### WHAT TO DO:
Copy out all the entries exactly.

----- INFORMATION GIVEN

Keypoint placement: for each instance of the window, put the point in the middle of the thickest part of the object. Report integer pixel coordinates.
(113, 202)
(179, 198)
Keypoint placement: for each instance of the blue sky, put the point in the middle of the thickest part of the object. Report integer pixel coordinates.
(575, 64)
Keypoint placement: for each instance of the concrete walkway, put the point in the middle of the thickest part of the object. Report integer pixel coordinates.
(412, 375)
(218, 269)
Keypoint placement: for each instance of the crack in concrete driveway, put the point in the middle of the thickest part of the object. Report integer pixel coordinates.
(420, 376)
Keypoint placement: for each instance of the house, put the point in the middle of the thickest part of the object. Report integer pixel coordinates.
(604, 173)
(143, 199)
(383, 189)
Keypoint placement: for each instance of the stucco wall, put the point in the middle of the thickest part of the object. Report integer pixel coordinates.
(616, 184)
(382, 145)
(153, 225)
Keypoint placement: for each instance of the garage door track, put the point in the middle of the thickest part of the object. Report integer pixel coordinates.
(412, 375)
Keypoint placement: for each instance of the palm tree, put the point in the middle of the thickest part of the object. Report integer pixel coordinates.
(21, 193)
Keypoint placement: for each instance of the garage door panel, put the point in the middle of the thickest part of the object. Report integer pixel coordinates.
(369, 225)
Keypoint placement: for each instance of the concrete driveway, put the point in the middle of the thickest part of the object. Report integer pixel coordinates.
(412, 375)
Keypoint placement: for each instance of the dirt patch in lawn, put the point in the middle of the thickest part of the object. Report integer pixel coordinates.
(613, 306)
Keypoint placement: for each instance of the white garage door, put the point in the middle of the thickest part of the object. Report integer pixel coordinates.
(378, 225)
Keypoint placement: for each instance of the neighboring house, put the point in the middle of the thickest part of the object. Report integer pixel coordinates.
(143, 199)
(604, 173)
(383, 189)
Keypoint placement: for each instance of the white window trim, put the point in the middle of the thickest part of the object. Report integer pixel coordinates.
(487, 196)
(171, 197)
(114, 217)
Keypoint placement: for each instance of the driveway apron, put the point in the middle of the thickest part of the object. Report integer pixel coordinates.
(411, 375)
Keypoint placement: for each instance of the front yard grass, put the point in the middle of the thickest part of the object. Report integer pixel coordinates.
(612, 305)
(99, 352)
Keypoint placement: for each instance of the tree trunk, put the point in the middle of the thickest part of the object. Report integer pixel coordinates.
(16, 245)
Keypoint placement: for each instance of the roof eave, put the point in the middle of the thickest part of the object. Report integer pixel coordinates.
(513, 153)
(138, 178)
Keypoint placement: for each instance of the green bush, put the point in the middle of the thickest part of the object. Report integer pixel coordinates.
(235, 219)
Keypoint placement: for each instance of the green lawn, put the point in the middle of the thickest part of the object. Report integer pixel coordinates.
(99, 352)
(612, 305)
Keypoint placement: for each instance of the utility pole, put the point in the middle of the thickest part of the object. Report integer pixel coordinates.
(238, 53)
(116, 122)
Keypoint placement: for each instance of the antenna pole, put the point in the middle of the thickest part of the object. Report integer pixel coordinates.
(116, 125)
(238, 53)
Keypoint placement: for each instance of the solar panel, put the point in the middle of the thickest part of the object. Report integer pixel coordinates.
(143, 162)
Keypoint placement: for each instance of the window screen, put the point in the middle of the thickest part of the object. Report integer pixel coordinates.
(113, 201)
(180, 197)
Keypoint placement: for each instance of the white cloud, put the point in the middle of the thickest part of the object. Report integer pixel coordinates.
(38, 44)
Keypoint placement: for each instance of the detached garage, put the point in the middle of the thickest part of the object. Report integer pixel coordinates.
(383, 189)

----------

### EXERCISE SOLUTION:
Keypoint placement: for each instance of the window, put the point in the middle of the thickest part of the object. Report integer pixel coordinates.
(113, 202)
(179, 198)
Keypoint placement: for each instance of the blue sky, put the point in the middle of the thickest part of the object. Report integer pixel coordinates.
(575, 64)
Keypoint placement: for each instance of the concrete walkway, put the point in the middle of the thickest part of the object. Report integer pixel coordinates.
(412, 375)
(218, 269)
Keypoint placement: for each instance of the crack in concrete driveway, put the point in the middle of the thickest part of the object. Report integer pixel coordinates.
(420, 376)
Keypoint placement: for each instance of the house, put the point in the middle of the thickest part of the object. Report integer pixel coordinates.
(604, 173)
(143, 199)
(383, 189)
Keypoint placement: for each instance of the stucco wall, put the point in the middle of the thickest part of the object. Report integer pixel coordinates.
(616, 184)
(382, 145)
(153, 225)
Keypoint placement: for each instance of the garage door track, put the point in the middle of the thickest part of the object. Report integer pixel coordinates.
(412, 375)
Keypoint placement: for each instance of the palm tree, put the point in the middle of the thickest part of the object. Report integer pixel coordinates.
(21, 193)
Keypoint placement: for each instance of the garage door panel, put the point in the middle of the thickest part of the object. Report integer pixel coordinates.
(369, 225)
Keypoint placement: for each instance of the concrete driveway, put the point in the middle of the thickest part of the object. Report integer pixel coordinates.
(412, 375)
Keypoint placement: for each instance of the dirt patch in lawn, put the point in the middle of the thickest part of the object. Report integer pixel coordinates.
(613, 306)
Keypoint placement: for each instance of the white garage door, put the point in the middle of the thickest part of the object. Report integer pixel coordinates.
(378, 225)
Keypoint placement: for each instance of the neighboring house, put the point in the middle of the thickest part of the object. Report integer pixel coordinates.
(143, 199)
(604, 173)
(383, 189)
Keypoint placement: for each instance of the white window trim, put the point in the middle of the thickest part of the object. Report integer pixel coordinates.
(487, 196)
(171, 197)
(114, 217)
Keypoint placement: for each instance of the driveway apron, put the point in the middle of the thickest part of the object. Report integer pixel coordinates.
(411, 375)
Keypoint placement: for each instance of the front yard grass, put the point in the middle of the thickest part of the object. Report integer pixel coordinates.
(612, 305)
(99, 352)
Keypoint placement: for each instance of the tree trunk, put the point in the middle of the thickest part of the object. Report integer pixel coordinates.
(16, 245)
Keypoint placement: for each instance of the roof eave, put the point in the middle of the thickest part of the object. Report integer pixel coordinates.
(513, 153)
(138, 178)
Keypoint placement: for each instance of the green bush, put the point in the middle of the thickest part of the object. Report integer pixel coordinates.
(235, 219)
Keypoint placement: for each instance of the green lawn, put the point in the middle of the thickest part of the object. Report integer pixel coordinates.
(99, 352)
(612, 305)
Keypoint placement: for each instance of the utility pole, put the point in the middle of the thickest part of the object. Report integer pixel coordinates.
(238, 53)
(116, 122)
Keypoint placement: for each instance of the antenna pole, put the point in the middle of the thickest part of the object. Report integer pixel coordinates.
(116, 125)
(238, 53)
Keypoint placement: for each instance of the solar panel, put the point in the middle of the thickest part of the object. Report integer pixel coordinates.
(143, 162)
Keypoint placement: for each instance of the window screen, put the point in the middle of the thickest part of the object. Report integer pixel coordinates.
(113, 201)
(180, 197)
Keypoint placement: for each instance of the white cloud, put the point in the middle of the thickest part of the object. Report integer pixel coordinates.
(38, 44)
Keypoint placement: for each instance of the detached garage, put the point in the middle of the thickest part of the object. Report integer pixel coordinates.
(383, 189)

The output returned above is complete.